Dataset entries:

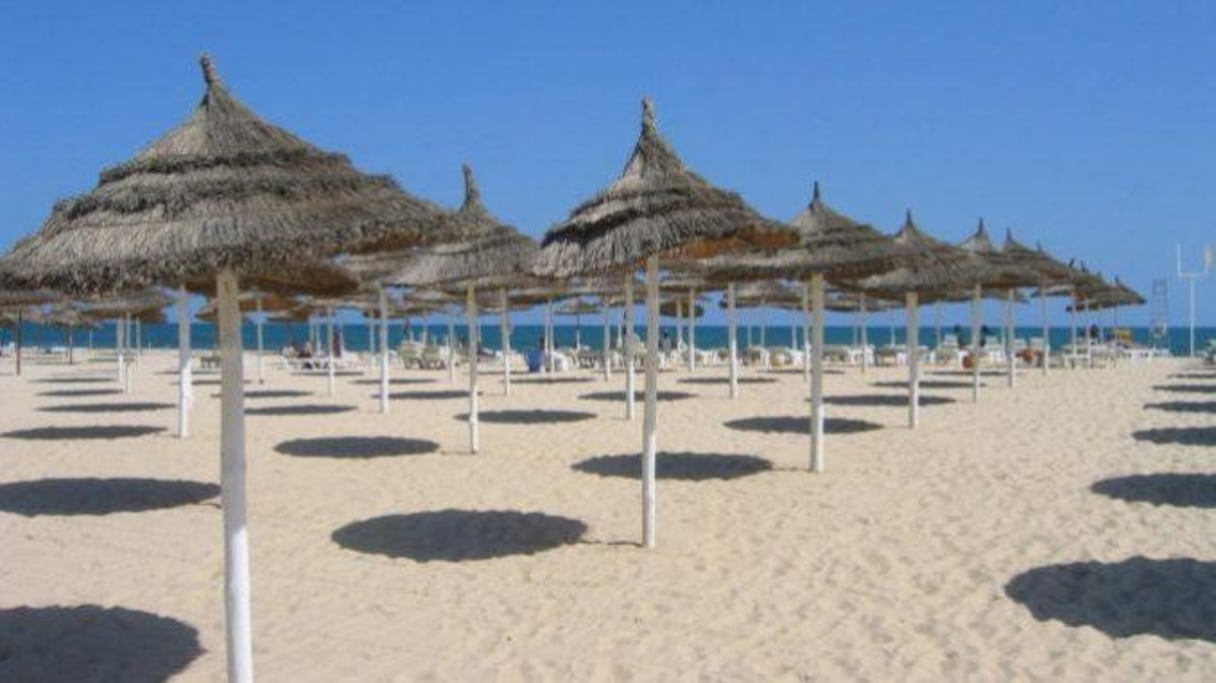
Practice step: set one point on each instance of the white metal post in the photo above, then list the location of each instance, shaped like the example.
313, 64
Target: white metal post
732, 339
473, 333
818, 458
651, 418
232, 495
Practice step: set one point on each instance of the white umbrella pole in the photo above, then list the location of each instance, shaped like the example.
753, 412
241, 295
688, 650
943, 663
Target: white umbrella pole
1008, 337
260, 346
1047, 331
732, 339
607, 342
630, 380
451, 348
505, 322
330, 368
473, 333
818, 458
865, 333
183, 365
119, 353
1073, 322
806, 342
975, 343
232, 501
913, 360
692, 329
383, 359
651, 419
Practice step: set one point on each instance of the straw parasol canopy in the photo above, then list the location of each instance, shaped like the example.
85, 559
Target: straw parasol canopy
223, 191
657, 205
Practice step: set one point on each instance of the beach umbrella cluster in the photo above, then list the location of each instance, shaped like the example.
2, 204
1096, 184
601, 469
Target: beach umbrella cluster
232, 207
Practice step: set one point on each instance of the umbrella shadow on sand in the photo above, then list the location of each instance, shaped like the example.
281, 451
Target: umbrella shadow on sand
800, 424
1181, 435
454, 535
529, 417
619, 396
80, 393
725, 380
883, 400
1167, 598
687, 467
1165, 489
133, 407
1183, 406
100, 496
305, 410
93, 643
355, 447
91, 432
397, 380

Task to complete: Exactly as written, give the entries above again, with no images.

Result of this task:
Practice step: set one point on each instance of the white metal post in the photo above, then list the location of each instance, shaped like the example.
313, 64
Target: white metal post
732, 339
473, 333
818, 458
651, 418
232, 495
Practice step: set one point on each instance of the white umbrella pole in the photo above, then list the location of each instance, shaped like the example.
753, 412
241, 295
688, 650
943, 663
Target: white umbrella pole
1008, 337
260, 346
1047, 331
732, 339
607, 342
630, 380
451, 348
505, 322
330, 368
473, 333
818, 458
865, 333
183, 365
119, 353
1073, 322
806, 342
975, 343
232, 501
913, 360
692, 329
383, 359
651, 419
Practice step: set one point on each instance of the straw parasol canopy in the photo above, then list the location of each instance, shaped like the example.
85, 559
Target: straw parasol canopy
223, 191
657, 205
Practice step: set one point on each instance of the beach umbrella cluster in the photo above, then list the location of each instance, shaped like the example.
2, 204
1096, 184
601, 469
Target: beach umbrella cluster
232, 207
Practice step: set one point on each instance of the umbrella shadow on sand in the photo above, then list the location of each instance, shaped like the example.
281, 451
Target: umbrella shadow on sand
800, 424
1181, 435
454, 535
529, 417
619, 396
80, 393
725, 380
883, 400
1167, 598
687, 467
1165, 489
133, 407
1183, 406
100, 496
305, 410
93, 643
355, 447
91, 432
397, 380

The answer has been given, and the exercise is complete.